- [TASK INSTRUCTIONS]
[1] Decide whether each statement below agrees with the blog posts. For each, answer yes or no and quote the deciding words from the blog posts.
(a) The writer ordered several copies of The Strange Case of the Origami Yoda from the Scholastic Book Club order.
(b) The NaPoWriMo Day #21 prompt was to write about imperfections.
(c) The NaPoWriMo Day #22 prompt came from a wordle.
[2] According to the blog posts, when will Mr. Angleberger be at Barnes and Noble, Tanglewood, Roanoke?

Several of my boy students saw the book I was carrying and started asking lots of questions. They were intrigued. I told them about Mr. Angleberger and how they should go see him at Barnes and Noble this weekend. He'll be at Barnes and Noble, Tanglewood, Roanoke on April 24, 2:00pm.

The Strange Case of the Origami Yoda is also featured in a recent Scholastic Book Club order, so I ordered a copy for my classroom library. After I finished reading it, I quickly wished I'd ordered multiple copies because just like Diary of a Wimpy Kid series, I won't be able to keep this book on my shelves.

This morning, I was getting ready for school and Tom and his book were being featured on WDBJ7. You can read the newsstory and the watch the video clip here.

NaPoWriMo Day #22

Today's prompt was brought to us by a wordle. It was suggested we use the words in the wordle (or some of them) to create a poem. If you've never played around with wordle, it's fabulous fun.

Dust Storm

from the east
brought dizzying wind,
peppering dust
across my face
making me flinch,
blushing my cheeks saffron.

Is this how a dust storm
rippling across the sand,
upon a vast
corroding everything?

by Marcie Flinchum Atkins
April 22, 2010

Wednesday, April 21, 2010

NaPoWriMo Day #21

I just spent the last 13 hours on a bus with a bunch of ten-year-olds on a field trip. I'm a bit worn out, so I hope this poem makes sense.

Today's prompt was to write about imperfections.

Vision of Imperfection

Sprawled out on the dentist's chair
every imperfection
in fluorescent--
snow-capped zits,
bottle-cap glasses.

The dentist finished off the ugly painting
by adding
a mouthful of silver.

at my ugliest.

Two dental hygenists
with smooth brown skin
free of flaws
rubbed my arms
claiming I was
an American beauty.

by Marcie Flinchum Atkins
April 21, 2010

Tuesday, April 20, 2010

NaPoWriMo Day #20

Today's poem was about heroes. I give you an ode to my parents (heroes for many more reasons than just this one):

Ode to Book-Loving Parents

O, Mom and Dad,
you filled our house
with books,
encouraged the giggling
when Fudge finally turned Ben
into a story-lover,
stuffed mailbags
full of books,
paid exorbitant postage
so our new Thai home
would hold our favorite stories,
took extra time shopping
so I could speed-read
the latest Sweet Valley High
curled up in the store corner,
brought me every book you could find
when I was sick for a month--
forbidden to move
except to turn the page
of a book.
For all of these stories,
you are heroes.

by Marcie Flinchum Atkins
April 20, 2010

Monday, April 19, 2010

NaPoWriMo Day #19

Today's prompt was to write about a lightbulb moment--good or bad. I wrote about a chinchoke, a type of lizard that lives in houses in Thailands.

Here's my attempt:


He scurried,
scaling walls,
dipping behind curtains,
wrangling mosquitoes.

I wanted to catch him.

I jumped high,
smacking walls,
flittering curtains,
poking sticks.

Then once
his lizard instincts
experienced a delay.
I held him in place,
finger on his tail.

He escaped--

leaving me,
with his tail
and guilt.

- [EXCERPTED DATA]

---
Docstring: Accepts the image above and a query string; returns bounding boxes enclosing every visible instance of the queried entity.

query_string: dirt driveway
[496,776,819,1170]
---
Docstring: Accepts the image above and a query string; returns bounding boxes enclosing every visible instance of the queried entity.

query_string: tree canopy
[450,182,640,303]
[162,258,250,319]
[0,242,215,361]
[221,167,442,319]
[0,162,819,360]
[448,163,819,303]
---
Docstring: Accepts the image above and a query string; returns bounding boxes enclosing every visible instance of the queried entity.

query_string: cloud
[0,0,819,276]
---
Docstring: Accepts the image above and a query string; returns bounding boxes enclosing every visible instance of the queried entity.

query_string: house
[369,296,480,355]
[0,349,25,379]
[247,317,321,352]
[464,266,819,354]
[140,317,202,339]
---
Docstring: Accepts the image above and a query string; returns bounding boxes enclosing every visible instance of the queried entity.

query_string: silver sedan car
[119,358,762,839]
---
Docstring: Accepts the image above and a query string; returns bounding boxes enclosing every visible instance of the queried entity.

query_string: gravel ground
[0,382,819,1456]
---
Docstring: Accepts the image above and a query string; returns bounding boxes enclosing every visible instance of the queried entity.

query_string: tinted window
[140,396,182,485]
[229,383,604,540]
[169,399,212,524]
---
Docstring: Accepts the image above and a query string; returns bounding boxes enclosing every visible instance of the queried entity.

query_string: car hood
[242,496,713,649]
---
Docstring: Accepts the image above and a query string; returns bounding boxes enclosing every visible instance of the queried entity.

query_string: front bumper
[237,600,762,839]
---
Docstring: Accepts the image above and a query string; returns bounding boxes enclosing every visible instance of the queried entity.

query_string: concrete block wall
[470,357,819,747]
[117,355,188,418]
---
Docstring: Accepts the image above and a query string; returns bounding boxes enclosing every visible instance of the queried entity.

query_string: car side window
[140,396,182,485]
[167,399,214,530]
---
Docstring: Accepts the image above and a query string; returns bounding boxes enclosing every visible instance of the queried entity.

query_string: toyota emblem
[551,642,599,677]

- [ANSWER SET]
[1]
(a) No: "so I ordered a copy for my classroom library"
(b) Yes: "Today's prompt was to write about imperfections."
(c) Yes: "Today's prompt was brought to us by a wordle."

[2] He will be there on April 24 at 2:00pm.